However, it grinds really slowly. At true espresso grinds it clumps, not as much as the mignon but that US chap must have extracted a mouth puckering underextracted acid bomb because no way was his grind fit for espresso unless he was using a hard tamped 23g dose and a basket with one hole in it! So WDT remained.

In terms of flavour in the cup, my considered opinion was that it was not a big enough jump above the mignon to justify £350 let well alone the £700 my wife was robbed of. I changed the burrs to SJ ones which greatly improved speed of grind and (not sure why) helped with static and clumping a bit. But the motor spins fast in a mini and this is not a recommended mod if you like light beans. I also found moving from the mignon's precise worm drive to the mazzer collar a chore but you get over that with Molykote grease and a second collar adjustment bolt.

Despite all of this, and the guilt mountain of rejecting my wife's attempt to make me whole, within 6 months I was whining to various Dave's (CoffeeChap, Kidd and DaveCUK) each of whom laughed and gave me tough love.

Fortunately, the Chap was generous enough to introduce me to a host of alternative capable grinders, and the rest is history.

Saved entries:
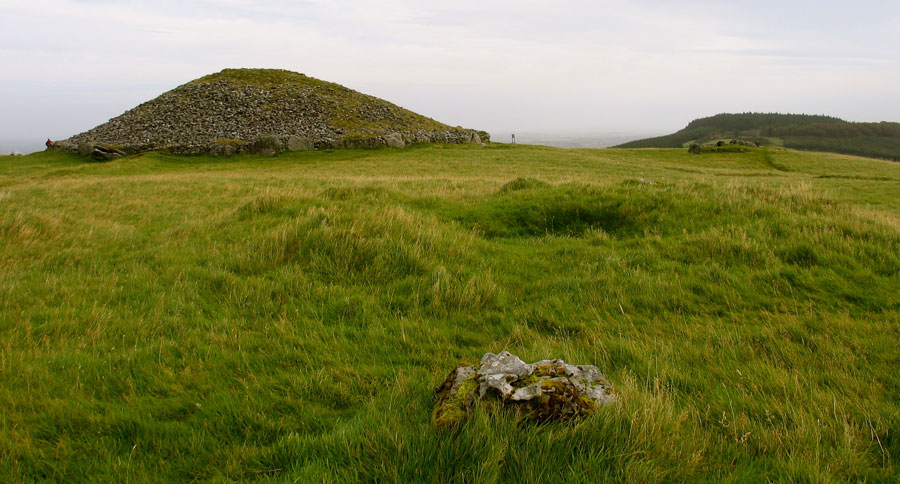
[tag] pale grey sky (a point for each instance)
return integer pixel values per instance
(582, 67)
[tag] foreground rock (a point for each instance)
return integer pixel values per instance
(545, 390)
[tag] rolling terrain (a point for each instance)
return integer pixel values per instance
(796, 131)
(286, 319)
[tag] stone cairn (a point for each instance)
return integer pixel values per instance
(545, 390)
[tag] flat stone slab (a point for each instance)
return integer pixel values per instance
(544, 390)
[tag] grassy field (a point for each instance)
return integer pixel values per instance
(286, 319)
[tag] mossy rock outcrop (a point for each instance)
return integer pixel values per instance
(545, 390)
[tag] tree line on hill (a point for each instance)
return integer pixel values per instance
(796, 131)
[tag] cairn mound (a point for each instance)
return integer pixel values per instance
(232, 110)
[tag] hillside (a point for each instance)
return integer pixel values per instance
(235, 107)
(287, 319)
(796, 131)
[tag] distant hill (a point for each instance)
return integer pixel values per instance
(796, 131)
(235, 107)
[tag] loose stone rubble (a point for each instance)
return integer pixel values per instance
(545, 390)
(218, 116)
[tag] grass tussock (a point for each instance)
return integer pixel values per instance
(287, 319)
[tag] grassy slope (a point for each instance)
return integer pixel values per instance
(802, 132)
(285, 320)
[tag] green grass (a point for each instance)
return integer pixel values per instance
(286, 319)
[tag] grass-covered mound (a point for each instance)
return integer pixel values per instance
(796, 131)
(287, 319)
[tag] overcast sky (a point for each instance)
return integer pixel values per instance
(637, 66)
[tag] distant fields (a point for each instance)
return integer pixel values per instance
(286, 319)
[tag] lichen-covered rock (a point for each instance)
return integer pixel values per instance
(547, 389)
(298, 143)
(105, 153)
(394, 140)
(266, 146)
(456, 395)
(246, 104)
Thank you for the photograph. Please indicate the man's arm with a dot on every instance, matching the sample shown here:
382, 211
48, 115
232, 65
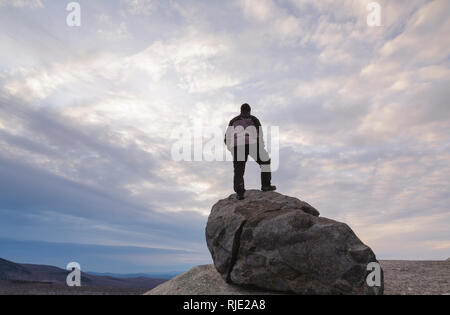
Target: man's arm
258, 130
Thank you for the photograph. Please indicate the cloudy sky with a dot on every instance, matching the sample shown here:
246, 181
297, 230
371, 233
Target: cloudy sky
87, 114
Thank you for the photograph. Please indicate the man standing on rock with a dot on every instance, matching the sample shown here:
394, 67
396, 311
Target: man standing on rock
244, 137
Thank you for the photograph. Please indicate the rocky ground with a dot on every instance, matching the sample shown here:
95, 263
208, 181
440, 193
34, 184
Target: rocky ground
401, 278
416, 277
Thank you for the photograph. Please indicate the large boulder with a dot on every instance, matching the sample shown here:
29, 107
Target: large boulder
276, 242
203, 280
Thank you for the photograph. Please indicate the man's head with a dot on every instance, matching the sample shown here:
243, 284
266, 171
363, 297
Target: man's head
245, 109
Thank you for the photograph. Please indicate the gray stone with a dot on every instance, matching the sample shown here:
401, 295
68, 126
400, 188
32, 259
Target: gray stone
202, 280
276, 242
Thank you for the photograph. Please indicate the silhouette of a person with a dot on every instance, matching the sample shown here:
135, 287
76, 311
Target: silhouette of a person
244, 137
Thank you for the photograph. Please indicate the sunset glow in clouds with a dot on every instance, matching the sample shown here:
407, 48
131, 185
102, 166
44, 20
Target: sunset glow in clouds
86, 115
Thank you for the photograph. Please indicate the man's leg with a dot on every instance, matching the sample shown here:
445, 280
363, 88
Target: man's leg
263, 159
240, 156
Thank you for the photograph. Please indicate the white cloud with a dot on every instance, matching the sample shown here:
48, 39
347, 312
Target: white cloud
32, 4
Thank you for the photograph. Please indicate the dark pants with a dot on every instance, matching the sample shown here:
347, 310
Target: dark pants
240, 156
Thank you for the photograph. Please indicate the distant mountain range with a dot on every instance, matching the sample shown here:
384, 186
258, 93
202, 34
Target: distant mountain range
12, 273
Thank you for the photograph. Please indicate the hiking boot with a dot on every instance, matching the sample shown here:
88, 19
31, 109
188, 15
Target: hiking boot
269, 188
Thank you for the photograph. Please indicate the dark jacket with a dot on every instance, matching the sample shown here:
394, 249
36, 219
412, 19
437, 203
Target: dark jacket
244, 129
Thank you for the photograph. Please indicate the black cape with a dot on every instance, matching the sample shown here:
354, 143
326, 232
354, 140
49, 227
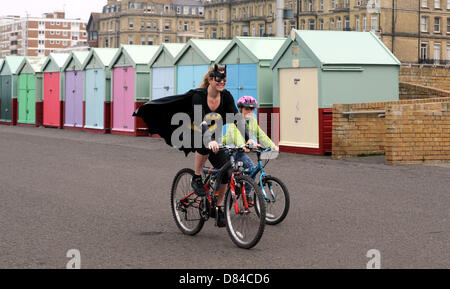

[Tasks and exercises]:
A. According to the grinder excerpt, why did WDT remain in use? Answer in one to three sentences.
B. Write the next part of the grinder excerpt, picking up after its final sentence.
The entries play no part in what comes next.

[Answers to the exercise]:
A. WDT remained because the grinder clumps at true espresso grind settings. The clumping is not as bad as with the Mignon, but it is still there.

B.
The Mini, though pretty, was not a satisfying episode for me.

Just my opinion. I've ignored enough people's good advice to respect dissenting voices.


----------



## DavecUK

windhoek said:


> I'm inclined to buy either a Eureka Mignon or Mazzer Mini (probably type A) as their form factors and reputations puts them at the top of my grinder list. I've read all sorts of reviews and threads about both, but I'm a little confused because there doesn't seem to be a consensus that the Mazzer Mini (type A) is notably better than the Mignon and therefore, justifiably twice the price (give or take).
> 
> To help me and perhaps anyone else in a similar situation come to an informed conclusion, I thought I'd conduct a poll to find that seemingly elusive consensus. So here goes...


As I have been mentioned, I would say it's not a question so simply answered. Both are entry level prosumer grinders, the Mignon being a little more entry level, but grind differences are not huge and you pay an awful lot for the Mazzer name in the Mini E format...too much really.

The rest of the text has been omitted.